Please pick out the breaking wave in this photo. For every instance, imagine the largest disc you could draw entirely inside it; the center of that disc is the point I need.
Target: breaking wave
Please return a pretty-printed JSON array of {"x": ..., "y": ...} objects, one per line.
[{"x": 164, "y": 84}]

※

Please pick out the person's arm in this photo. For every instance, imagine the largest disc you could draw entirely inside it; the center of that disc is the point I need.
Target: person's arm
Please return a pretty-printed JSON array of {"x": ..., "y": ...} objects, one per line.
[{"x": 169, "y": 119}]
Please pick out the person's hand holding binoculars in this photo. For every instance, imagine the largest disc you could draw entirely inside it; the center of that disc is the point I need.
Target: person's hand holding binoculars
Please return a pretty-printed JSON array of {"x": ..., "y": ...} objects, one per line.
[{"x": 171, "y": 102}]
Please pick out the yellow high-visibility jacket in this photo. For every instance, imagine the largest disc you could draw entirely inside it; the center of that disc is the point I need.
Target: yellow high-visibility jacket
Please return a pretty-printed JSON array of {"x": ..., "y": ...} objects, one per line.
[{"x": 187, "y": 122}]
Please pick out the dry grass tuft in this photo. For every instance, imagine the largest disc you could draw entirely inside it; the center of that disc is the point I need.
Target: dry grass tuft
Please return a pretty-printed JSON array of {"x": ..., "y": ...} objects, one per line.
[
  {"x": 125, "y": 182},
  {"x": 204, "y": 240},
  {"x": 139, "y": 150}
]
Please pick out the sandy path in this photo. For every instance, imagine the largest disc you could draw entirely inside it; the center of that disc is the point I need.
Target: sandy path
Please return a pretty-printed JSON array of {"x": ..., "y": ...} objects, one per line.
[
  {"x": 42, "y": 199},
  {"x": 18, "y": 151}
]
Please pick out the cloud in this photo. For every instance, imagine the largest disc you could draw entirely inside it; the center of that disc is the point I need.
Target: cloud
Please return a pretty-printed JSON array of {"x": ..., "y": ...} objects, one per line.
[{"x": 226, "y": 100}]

※

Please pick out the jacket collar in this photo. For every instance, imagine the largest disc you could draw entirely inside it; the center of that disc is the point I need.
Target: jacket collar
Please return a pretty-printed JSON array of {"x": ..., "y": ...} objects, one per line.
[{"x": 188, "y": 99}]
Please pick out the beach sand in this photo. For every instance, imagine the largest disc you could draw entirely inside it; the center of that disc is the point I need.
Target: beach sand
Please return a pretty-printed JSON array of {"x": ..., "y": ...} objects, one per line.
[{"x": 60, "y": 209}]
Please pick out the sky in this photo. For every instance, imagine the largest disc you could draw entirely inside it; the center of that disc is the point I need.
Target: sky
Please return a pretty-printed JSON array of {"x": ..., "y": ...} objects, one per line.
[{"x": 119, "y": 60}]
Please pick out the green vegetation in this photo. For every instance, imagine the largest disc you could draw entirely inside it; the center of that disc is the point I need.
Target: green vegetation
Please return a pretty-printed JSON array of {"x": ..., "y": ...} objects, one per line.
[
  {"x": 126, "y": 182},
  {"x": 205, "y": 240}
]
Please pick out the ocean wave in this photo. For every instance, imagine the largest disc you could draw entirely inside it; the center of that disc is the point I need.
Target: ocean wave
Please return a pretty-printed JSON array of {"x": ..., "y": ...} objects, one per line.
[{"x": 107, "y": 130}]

※

§ **Stated problem**: Locate every line in the records that contains the string "Target", matching case, and copy each line in full.

§ **Response to the task**:
Target: breaking wave
Target: person's arm
Target: person's hand holding binoculars
Target: yellow high-visibility jacket
Target: dry grass tuft
Target: sandy path
Target: cloud
Target: jacket collar
Target: beach sand
Target: sky
Target: green vegetation
Target: ocean wave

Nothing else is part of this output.